ABOUT THIS EXERCISE: For this exercise, return all the data exactly as it stands.

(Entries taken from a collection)
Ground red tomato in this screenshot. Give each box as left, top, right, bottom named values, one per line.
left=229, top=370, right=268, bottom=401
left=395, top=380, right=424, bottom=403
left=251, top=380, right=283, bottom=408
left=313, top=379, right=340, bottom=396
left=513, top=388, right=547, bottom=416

TASK OUTPUT:
Ground red tomato in this screenshot. Give each box as left, top, right, bottom named values, one per line.
left=229, top=370, right=268, bottom=401
left=395, top=380, right=424, bottom=403
left=251, top=380, right=283, bottom=408
left=313, top=379, right=340, bottom=396
left=513, top=388, right=547, bottom=416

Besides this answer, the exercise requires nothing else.